GIVEN REQUEST A: From the listing below, extract every line that contains the string "ridge", copying each such line in full.

━━━━━━━━

Terry Foreman  •  Link

Pat, as far as I can tell, the talk of a "beaver" hat above is an attempt to figure out why the hat would have been in the cost range it was (in the subjunctive). It was a kind popular at the time. http://en.wikipedia.org/wiki/Beav…

Second Reading

Dick Wilson  •  Link

I just Googled "Stetson Hats". They have one priced at $1,000 and several in the $200 range. Ninety pounds would be about $145. Expensive? Yes. Extravagant? Certainly, but maybe not so unheard of as one might think. Me? I have a brown fedora, a cross between Indiana Jones and Phil Hartman, but older than both of theirs.

Terry Foreman  •  Link

Stetson is a brand of hat manufactured by the John B. Stetson Company. [ Non-existent in Pepys's day. ]

Founded in 1865, John B. Stetson Company began when the founder headed west and created the original hat of the West, the “Boss of the Plains”. This Western hat would become the cornerstone of Stetson’s hat business and is still in production today. https://en.wikipedia.org/wiki/Ste…

eileen d.  •  Link

sjoerd's links to yacht images is dead.

but here's a line engraving that shows several of the royal yachts ( from Royal Museums Greenwich).

image: http://collections.rmg.co.uk/coll…

title: To their Graces the Duke and Duchess of Ancaster This View of Harwich and the Yatch's going out... with Landguard Fort (shows yachts Catherine, Fubbs, Charlotte and Mary

Terry Foreman  •  Link

"a commission for enquiry into some of the King’s lands and houses thereabouts, that are given his brother"

Henry Slingsby, Deputy-Master of the Mint [to sustain Phil]. The Victualing Office was on Tower Hill, and the Royal Mint in the Tower. The Crown owned much leasehold property in the neighborhood, and this grant may have been for the benefit of Slingsby personally or for that of some of his workmen. Cf. CSPD 1661-2, p. 548. (L&M note)

Terry Foreman  •  Link

"And then to Deptford, where we staid and did the same; and so took barge again, and were overtaken by the King in his barge, he having been down the river with his yacht this day for pleasure to try it; and, as I hear, Commissioner Pett’s do prove better than the Dutch one, and that that his brother built."

The yacht-building brother was Christopher Pett of Woolwich.

━━━━━━━━

GIVEN REQUEST B: In the comments above, condense the paragraph beginning "Founded in 1865" into a short list of its main facts.

━━━━━━━━

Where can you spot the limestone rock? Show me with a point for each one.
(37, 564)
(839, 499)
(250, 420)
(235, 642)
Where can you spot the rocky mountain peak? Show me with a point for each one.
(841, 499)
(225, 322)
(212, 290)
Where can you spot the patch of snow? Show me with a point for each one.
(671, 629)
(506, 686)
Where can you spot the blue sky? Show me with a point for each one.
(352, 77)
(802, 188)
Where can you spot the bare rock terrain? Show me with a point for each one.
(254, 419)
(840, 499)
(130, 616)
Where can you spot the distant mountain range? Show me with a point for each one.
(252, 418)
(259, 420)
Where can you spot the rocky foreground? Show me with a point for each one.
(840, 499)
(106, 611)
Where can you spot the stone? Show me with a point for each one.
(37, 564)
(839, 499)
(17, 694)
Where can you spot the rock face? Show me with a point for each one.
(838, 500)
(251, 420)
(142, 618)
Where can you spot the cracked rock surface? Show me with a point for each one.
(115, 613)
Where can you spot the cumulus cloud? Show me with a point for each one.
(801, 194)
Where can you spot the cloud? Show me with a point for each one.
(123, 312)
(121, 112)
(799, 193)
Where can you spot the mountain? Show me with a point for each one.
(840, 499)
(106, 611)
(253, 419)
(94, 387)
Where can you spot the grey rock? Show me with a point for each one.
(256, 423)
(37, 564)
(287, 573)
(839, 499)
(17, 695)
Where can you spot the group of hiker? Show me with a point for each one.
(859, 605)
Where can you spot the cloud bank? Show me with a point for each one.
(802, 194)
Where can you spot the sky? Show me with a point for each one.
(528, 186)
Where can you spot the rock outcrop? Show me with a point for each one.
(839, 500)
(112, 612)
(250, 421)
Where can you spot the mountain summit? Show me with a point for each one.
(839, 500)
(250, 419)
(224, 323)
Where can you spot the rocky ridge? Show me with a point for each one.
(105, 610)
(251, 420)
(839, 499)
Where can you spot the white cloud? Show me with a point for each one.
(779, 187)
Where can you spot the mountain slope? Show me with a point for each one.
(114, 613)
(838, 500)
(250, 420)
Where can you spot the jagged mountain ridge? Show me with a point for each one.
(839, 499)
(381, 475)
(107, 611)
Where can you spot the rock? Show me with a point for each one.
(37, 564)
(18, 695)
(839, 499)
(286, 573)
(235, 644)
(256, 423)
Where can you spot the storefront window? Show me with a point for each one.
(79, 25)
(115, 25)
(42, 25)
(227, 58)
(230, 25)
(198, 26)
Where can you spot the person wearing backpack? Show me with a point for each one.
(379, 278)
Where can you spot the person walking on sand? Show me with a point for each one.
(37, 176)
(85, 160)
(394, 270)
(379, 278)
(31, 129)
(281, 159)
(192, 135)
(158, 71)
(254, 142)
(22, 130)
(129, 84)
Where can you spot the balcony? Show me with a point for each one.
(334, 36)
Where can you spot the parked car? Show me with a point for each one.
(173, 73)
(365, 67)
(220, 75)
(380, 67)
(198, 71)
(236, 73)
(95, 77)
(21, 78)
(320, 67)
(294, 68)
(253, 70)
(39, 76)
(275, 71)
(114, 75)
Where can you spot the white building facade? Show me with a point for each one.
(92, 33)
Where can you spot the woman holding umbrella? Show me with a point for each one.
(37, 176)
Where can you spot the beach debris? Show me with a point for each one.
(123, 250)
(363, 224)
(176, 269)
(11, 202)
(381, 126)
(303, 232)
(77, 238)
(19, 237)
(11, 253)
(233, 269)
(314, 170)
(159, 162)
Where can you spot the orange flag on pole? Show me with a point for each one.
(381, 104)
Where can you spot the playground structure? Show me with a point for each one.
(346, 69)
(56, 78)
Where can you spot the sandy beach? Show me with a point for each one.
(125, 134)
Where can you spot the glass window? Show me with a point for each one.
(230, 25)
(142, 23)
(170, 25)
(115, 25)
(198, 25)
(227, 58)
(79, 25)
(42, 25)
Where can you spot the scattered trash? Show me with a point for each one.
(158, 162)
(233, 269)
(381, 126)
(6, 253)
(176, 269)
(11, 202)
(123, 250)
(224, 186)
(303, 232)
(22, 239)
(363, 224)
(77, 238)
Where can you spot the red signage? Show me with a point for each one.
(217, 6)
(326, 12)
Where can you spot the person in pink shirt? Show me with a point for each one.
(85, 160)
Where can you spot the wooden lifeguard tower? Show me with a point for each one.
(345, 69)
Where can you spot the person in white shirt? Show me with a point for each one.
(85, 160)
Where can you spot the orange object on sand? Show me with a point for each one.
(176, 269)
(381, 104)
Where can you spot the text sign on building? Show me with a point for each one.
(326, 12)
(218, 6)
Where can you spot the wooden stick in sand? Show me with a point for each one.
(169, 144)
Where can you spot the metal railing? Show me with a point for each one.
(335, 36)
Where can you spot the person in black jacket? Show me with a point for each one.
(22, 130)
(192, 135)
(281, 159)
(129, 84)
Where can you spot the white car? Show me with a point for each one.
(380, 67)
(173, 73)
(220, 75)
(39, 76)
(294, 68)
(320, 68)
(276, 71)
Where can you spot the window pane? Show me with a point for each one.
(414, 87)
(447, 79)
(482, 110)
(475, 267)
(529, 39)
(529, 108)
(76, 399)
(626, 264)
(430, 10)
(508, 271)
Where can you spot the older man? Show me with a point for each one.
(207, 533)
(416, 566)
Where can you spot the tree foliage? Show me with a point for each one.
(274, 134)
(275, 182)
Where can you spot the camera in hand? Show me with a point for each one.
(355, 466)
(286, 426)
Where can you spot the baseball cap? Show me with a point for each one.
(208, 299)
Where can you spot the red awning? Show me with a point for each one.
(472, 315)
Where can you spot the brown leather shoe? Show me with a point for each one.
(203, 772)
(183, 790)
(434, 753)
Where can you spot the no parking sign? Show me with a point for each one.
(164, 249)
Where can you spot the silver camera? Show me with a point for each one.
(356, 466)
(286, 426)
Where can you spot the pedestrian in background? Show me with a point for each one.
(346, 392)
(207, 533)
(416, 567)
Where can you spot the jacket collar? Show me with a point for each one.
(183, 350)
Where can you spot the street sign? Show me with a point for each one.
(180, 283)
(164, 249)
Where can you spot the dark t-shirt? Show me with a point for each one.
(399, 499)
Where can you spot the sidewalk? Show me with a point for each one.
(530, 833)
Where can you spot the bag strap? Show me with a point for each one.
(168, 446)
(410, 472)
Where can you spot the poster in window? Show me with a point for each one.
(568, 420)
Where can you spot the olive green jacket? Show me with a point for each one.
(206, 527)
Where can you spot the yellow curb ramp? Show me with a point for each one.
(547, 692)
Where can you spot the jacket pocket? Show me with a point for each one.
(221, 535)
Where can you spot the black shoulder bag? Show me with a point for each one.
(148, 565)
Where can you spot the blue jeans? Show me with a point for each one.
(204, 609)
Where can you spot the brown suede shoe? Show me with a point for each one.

━━━━━━━━

PROBLEM SOLUTION A:
Where can you spot the rocky ridge? Show me with a point for each one.
Where can you spot the jagged mountain ridge? Show me with a point for each one.

PROBLEM SOLUTION B:
- John B. Stetson Company was founded in 1865.
- It began when its founder headed west and created the original hat of the West, the "Boss of the Plains."
- This Western hat became the cornerstone of Stetson's hat business.
- The hat is still in production today.